(Beginning of Provided material)

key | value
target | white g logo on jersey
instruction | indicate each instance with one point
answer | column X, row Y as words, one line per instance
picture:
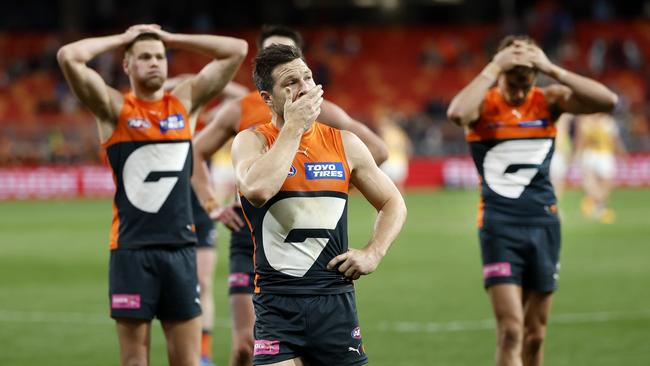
column 514, row 152
column 295, row 259
column 150, row 196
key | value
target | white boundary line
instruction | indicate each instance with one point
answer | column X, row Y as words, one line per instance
column 45, row 317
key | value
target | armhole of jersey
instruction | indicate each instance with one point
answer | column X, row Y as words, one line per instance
column 340, row 147
column 110, row 140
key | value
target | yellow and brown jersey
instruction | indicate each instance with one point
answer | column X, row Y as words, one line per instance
column 150, row 153
column 298, row 231
column 512, row 148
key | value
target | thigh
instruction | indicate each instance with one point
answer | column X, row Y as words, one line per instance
column 279, row 330
column 537, row 306
column 506, row 300
column 134, row 336
column 183, row 340
column 206, row 231
column 206, row 258
column 334, row 334
column 502, row 254
column 544, row 259
column 240, row 279
column 180, row 294
column 243, row 317
column 134, row 284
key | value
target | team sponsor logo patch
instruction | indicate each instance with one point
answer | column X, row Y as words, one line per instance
column 238, row 279
column 264, row 347
column 325, row 170
column 173, row 122
column 500, row 269
column 125, row 301
column 138, row 123
column 534, row 123
column 356, row 333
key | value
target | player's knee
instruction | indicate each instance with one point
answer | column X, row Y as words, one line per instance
column 533, row 339
column 510, row 335
column 134, row 360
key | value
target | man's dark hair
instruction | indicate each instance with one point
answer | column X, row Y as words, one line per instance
column 268, row 59
column 279, row 30
column 142, row 37
column 507, row 41
column 520, row 72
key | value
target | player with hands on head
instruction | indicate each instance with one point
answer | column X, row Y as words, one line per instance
column 147, row 136
column 511, row 130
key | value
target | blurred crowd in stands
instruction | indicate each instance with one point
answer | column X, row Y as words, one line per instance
column 407, row 74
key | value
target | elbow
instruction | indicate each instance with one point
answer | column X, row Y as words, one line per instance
column 456, row 116
column 257, row 196
column 612, row 101
column 380, row 154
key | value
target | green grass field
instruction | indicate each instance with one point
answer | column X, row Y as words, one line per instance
column 424, row 306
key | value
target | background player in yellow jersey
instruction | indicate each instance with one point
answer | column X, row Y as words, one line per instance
column 598, row 142
column 293, row 175
column 563, row 154
column 233, row 117
column 511, row 129
column 147, row 136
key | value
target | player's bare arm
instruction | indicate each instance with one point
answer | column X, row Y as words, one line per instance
column 228, row 53
column 465, row 108
column 334, row 116
column 380, row 191
column 576, row 94
column 222, row 127
column 103, row 101
column 259, row 172
column 219, row 130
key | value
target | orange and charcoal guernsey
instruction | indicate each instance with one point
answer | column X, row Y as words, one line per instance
column 150, row 153
column 512, row 148
column 299, row 230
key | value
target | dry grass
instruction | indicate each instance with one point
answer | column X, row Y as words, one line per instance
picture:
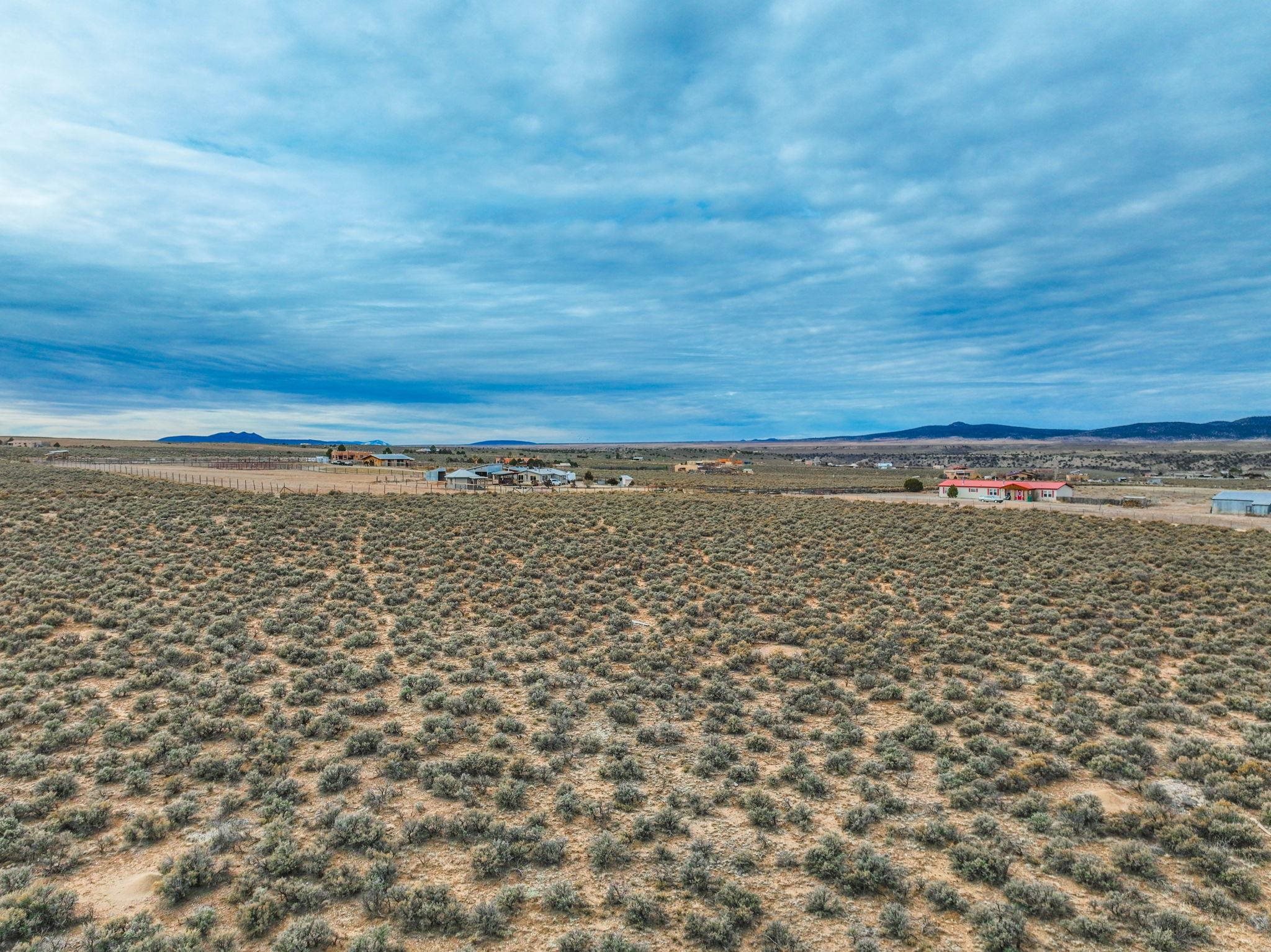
column 524, row 721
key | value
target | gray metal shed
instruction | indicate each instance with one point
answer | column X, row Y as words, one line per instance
column 1242, row 503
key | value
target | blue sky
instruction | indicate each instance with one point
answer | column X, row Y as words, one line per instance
column 631, row 222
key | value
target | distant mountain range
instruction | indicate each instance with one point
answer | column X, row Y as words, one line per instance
column 1174, row 431
column 267, row 441
column 1245, row 429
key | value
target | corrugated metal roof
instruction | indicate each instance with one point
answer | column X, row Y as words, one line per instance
column 1003, row 483
column 1259, row 497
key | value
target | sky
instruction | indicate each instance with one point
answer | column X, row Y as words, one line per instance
column 604, row 222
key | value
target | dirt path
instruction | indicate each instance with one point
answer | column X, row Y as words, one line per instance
column 1176, row 511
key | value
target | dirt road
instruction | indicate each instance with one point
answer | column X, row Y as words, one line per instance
column 1177, row 509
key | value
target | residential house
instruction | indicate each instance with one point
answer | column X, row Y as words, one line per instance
column 1007, row 490
column 467, row 480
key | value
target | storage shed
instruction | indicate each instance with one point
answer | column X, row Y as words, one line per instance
column 1242, row 503
column 388, row 459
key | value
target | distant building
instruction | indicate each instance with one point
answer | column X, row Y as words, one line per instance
column 350, row 456
column 1242, row 503
column 388, row 459
column 720, row 465
column 465, row 480
column 1007, row 490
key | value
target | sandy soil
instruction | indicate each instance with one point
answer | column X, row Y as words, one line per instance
column 1177, row 506
column 321, row 480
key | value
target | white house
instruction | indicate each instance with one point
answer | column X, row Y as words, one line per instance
column 1007, row 490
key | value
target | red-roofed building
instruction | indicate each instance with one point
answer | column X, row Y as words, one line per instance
column 1008, row 490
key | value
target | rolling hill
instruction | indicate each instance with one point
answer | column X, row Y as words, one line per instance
column 1171, row 431
column 245, row 438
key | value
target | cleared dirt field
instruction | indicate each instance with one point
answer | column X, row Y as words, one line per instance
column 1175, row 506
column 317, row 481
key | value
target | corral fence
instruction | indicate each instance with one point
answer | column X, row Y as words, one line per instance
column 194, row 462
column 362, row 481
column 799, row 490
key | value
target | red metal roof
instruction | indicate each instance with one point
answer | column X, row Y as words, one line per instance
column 1002, row 483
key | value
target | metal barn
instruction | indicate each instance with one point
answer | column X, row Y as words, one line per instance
column 1242, row 503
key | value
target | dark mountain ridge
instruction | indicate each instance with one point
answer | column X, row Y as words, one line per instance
column 1169, row 431
column 266, row 441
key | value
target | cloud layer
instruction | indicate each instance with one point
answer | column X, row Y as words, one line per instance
column 631, row 222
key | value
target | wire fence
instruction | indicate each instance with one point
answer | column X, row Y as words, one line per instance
column 325, row 480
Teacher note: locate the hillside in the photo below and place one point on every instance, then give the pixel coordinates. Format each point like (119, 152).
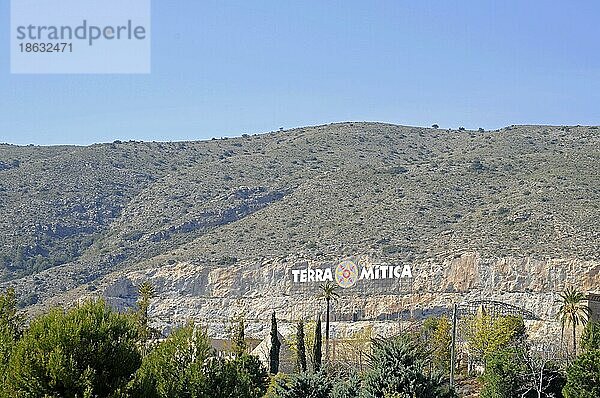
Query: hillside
(71, 215)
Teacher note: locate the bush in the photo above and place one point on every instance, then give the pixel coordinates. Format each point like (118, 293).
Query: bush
(182, 366)
(397, 367)
(304, 385)
(346, 387)
(174, 367)
(87, 351)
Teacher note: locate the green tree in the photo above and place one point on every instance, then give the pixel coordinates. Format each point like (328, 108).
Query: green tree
(590, 340)
(501, 378)
(10, 325)
(242, 377)
(174, 367)
(583, 376)
(397, 369)
(487, 334)
(304, 385)
(328, 293)
(572, 312)
(300, 347)
(317, 346)
(346, 386)
(145, 294)
(275, 347)
(87, 351)
(182, 367)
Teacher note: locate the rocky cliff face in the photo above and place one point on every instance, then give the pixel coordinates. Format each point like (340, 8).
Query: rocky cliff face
(211, 295)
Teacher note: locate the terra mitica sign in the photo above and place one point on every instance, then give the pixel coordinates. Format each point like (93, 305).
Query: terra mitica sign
(347, 273)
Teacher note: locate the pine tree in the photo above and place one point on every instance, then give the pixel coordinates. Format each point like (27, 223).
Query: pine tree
(275, 347)
(317, 349)
(300, 347)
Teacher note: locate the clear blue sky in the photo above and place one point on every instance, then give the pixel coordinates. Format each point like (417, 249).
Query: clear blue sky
(222, 68)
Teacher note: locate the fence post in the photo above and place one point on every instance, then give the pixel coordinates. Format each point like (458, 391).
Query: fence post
(453, 348)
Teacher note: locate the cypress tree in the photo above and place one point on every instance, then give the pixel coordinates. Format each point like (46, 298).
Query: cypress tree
(275, 346)
(317, 353)
(300, 346)
(239, 345)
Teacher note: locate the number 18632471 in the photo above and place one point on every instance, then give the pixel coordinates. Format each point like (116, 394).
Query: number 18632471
(46, 47)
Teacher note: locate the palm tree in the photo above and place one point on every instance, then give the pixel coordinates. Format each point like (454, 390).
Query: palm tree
(145, 294)
(572, 312)
(328, 292)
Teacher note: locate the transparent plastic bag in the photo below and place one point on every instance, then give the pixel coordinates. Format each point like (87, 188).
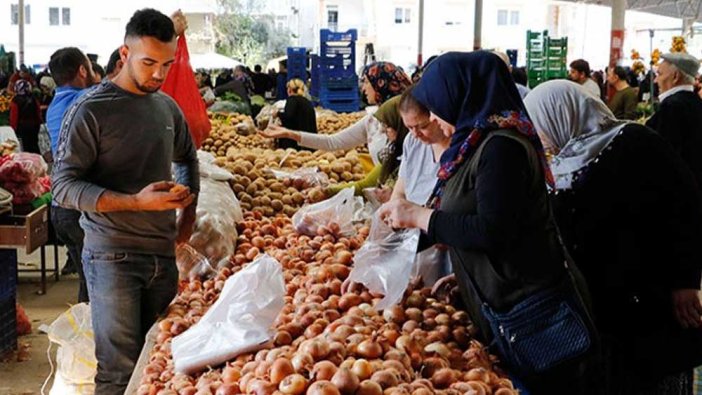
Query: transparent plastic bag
(239, 321)
(338, 210)
(76, 365)
(385, 262)
(23, 168)
(191, 264)
(303, 178)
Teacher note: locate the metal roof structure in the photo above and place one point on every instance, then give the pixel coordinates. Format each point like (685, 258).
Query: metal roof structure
(684, 9)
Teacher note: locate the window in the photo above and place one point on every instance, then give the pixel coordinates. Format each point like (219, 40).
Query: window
(53, 16)
(514, 18)
(65, 16)
(333, 18)
(507, 17)
(403, 15)
(502, 17)
(14, 14)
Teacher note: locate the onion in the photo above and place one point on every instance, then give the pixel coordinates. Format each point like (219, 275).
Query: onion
(323, 387)
(369, 387)
(295, 384)
(346, 381)
(323, 370)
(281, 368)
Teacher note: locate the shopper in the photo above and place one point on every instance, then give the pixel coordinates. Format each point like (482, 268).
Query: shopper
(73, 73)
(385, 174)
(631, 215)
(679, 116)
(380, 82)
(580, 73)
(298, 113)
(493, 212)
(113, 163)
(623, 103)
(25, 116)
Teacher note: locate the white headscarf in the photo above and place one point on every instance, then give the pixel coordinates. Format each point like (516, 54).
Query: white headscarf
(578, 123)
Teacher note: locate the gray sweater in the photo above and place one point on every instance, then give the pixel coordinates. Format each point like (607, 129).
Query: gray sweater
(114, 140)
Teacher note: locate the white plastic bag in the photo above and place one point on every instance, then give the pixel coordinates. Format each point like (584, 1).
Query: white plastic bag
(337, 210)
(385, 262)
(239, 321)
(75, 358)
(218, 211)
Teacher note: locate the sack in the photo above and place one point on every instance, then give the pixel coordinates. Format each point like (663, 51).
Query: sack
(542, 331)
(76, 365)
(337, 210)
(384, 263)
(181, 86)
(238, 322)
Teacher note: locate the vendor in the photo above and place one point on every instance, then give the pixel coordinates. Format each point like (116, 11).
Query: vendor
(380, 82)
(493, 213)
(634, 227)
(298, 113)
(383, 175)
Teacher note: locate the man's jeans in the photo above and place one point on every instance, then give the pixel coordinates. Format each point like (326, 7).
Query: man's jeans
(69, 232)
(127, 293)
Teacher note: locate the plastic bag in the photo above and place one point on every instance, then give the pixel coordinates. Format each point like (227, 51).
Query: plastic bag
(239, 321)
(385, 262)
(75, 358)
(337, 210)
(191, 264)
(22, 168)
(181, 86)
(303, 178)
(24, 193)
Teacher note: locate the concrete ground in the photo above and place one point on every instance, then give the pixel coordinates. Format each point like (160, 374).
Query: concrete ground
(28, 376)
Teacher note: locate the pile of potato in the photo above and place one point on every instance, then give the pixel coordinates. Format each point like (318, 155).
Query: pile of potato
(259, 190)
(235, 131)
(328, 123)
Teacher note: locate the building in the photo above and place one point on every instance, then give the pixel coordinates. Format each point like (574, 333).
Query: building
(94, 26)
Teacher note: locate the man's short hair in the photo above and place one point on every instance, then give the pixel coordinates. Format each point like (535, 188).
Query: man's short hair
(65, 63)
(150, 23)
(581, 65)
(112, 62)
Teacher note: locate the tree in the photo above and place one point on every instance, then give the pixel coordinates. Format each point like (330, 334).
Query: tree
(245, 34)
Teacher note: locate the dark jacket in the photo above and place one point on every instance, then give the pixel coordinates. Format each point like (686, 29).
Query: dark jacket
(298, 115)
(632, 223)
(499, 228)
(679, 120)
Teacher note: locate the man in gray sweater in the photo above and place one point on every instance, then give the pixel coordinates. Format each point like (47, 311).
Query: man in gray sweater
(116, 147)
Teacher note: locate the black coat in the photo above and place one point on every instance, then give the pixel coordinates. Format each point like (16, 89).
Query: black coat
(679, 120)
(633, 224)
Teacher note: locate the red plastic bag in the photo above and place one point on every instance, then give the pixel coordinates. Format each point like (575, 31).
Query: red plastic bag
(180, 85)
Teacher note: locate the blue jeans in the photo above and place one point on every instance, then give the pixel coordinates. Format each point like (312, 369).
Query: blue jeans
(69, 232)
(127, 293)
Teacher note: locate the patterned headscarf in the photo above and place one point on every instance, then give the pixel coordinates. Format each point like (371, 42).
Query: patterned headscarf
(386, 79)
(475, 93)
(23, 88)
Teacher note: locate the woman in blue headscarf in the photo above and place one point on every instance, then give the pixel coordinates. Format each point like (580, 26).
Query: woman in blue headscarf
(490, 205)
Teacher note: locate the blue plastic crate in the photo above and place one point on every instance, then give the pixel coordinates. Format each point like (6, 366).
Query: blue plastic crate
(8, 273)
(8, 325)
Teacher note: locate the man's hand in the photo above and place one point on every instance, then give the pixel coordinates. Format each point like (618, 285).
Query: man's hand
(687, 308)
(401, 214)
(180, 23)
(158, 197)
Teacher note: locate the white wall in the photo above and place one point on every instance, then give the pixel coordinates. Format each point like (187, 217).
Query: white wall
(96, 26)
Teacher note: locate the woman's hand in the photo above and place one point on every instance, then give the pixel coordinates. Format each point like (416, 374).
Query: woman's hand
(279, 132)
(401, 214)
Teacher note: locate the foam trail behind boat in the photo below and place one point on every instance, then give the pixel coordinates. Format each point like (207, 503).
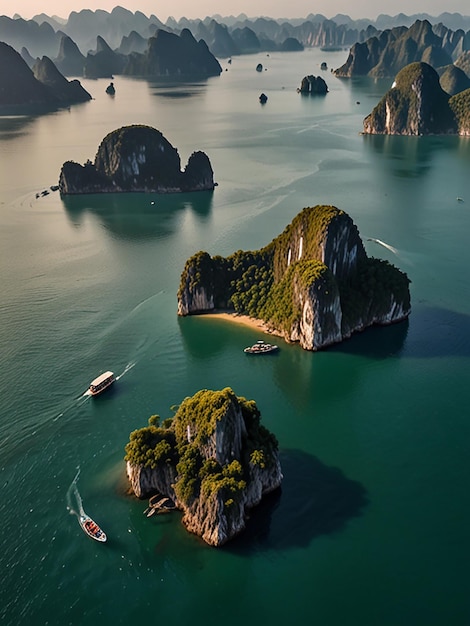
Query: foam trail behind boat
(74, 494)
(128, 367)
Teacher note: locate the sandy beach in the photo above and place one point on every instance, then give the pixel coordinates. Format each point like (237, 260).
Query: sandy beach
(239, 319)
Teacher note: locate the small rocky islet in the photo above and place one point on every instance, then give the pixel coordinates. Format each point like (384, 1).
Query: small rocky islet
(314, 284)
(213, 460)
(137, 158)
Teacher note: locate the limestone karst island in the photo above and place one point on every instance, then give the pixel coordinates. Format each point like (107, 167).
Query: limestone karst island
(314, 284)
(137, 158)
(213, 460)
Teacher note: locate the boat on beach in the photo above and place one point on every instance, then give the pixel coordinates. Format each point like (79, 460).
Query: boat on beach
(91, 528)
(101, 382)
(261, 347)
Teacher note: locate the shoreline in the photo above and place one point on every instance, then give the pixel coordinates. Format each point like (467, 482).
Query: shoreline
(238, 318)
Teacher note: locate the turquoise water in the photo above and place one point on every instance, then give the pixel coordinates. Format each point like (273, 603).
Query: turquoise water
(370, 527)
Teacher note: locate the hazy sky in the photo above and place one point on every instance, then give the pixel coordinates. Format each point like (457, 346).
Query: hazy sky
(201, 8)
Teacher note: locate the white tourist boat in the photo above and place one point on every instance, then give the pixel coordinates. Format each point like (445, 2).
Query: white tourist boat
(91, 528)
(101, 382)
(261, 347)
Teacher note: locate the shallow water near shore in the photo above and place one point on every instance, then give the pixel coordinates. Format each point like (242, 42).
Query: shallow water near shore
(370, 526)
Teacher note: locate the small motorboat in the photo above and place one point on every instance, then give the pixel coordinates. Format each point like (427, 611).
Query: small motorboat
(91, 528)
(101, 382)
(261, 347)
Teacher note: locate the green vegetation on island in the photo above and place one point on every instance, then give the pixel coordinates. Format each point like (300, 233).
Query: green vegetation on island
(193, 442)
(268, 284)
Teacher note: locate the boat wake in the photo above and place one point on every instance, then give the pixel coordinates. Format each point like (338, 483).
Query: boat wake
(128, 367)
(74, 499)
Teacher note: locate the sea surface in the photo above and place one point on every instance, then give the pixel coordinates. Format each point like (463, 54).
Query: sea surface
(371, 526)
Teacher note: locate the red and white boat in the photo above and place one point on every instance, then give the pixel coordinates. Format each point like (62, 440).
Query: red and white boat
(91, 528)
(101, 382)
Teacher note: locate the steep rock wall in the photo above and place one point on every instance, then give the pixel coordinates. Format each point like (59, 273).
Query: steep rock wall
(313, 284)
(222, 464)
(137, 158)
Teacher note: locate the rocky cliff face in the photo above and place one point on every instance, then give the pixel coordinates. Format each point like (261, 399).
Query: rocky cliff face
(415, 105)
(70, 61)
(137, 158)
(384, 55)
(170, 55)
(314, 284)
(44, 85)
(65, 91)
(313, 85)
(219, 465)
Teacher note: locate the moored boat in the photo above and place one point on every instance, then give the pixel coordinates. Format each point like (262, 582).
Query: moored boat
(91, 528)
(261, 347)
(101, 382)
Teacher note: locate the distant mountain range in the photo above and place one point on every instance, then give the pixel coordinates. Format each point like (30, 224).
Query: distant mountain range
(125, 32)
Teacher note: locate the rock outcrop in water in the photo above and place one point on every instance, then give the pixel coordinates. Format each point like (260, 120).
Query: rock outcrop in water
(42, 86)
(214, 459)
(172, 56)
(314, 284)
(137, 158)
(415, 105)
(313, 85)
(385, 54)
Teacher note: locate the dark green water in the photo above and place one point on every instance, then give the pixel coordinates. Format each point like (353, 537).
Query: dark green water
(371, 527)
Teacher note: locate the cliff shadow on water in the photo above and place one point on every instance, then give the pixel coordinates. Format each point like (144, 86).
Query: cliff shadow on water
(411, 156)
(376, 342)
(438, 332)
(314, 500)
(176, 90)
(138, 216)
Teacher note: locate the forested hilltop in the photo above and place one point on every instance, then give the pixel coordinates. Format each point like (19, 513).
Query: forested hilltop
(314, 284)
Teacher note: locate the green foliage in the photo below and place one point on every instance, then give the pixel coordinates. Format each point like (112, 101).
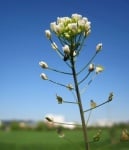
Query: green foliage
(14, 125)
(73, 140)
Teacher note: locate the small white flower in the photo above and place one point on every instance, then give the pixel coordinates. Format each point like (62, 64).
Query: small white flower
(91, 67)
(77, 16)
(43, 64)
(48, 34)
(98, 47)
(54, 46)
(43, 76)
(52, 26)
(99, 69)
(66, 49)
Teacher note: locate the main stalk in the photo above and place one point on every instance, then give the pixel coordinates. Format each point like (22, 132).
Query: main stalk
(84, 127)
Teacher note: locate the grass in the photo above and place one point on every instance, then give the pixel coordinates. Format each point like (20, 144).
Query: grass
(49, 140)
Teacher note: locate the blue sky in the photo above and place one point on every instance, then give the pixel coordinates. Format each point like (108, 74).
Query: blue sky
(24, 95)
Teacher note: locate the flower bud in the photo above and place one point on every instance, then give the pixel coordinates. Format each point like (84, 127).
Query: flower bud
(48, 34)
(66, 49)
(91, 67)
(98, 47)
(43, 64)
(54, 46)
(43, 76)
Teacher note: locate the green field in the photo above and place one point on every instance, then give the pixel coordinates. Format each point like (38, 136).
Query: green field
(49, 140)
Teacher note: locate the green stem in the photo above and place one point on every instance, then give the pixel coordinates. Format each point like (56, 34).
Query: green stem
(84, 127)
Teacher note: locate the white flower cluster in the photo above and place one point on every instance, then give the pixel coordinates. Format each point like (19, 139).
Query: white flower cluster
(69, 27)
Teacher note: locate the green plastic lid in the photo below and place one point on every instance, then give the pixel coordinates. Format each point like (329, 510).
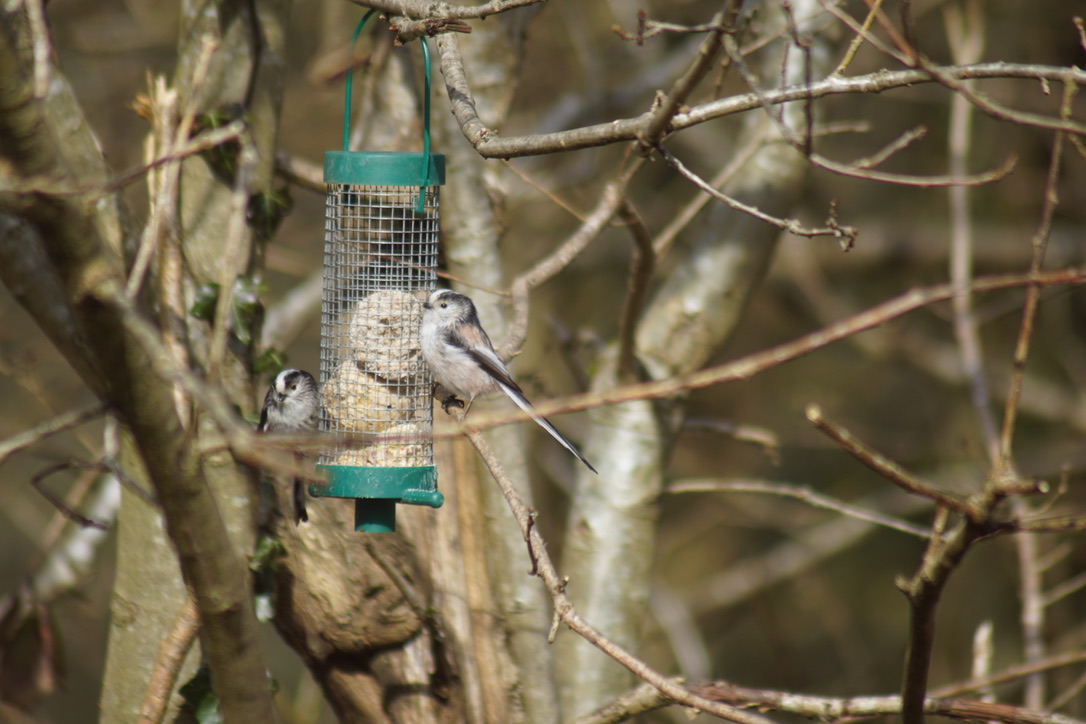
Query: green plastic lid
(384, 168)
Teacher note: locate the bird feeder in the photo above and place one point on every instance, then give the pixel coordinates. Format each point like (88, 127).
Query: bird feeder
(380, 261)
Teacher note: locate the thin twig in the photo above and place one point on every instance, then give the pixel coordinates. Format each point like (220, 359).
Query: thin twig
(844, 235)
(564, 609)
(608, 205)
(748, 366)
(660, 117)
(800, 493)
(175, 647)
(884, 466)
(48, 428)
(641, 270)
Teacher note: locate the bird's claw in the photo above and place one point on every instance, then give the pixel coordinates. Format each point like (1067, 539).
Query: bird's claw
(452, 401)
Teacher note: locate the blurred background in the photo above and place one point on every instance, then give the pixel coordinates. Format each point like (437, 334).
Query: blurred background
(758, 589)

(End of Provided material)

Task requirements: Check every line above for the word "yellow" and copy those that have it.

Output for this exercise:
target | yellow and brown jersey
target | background player in yellow jersey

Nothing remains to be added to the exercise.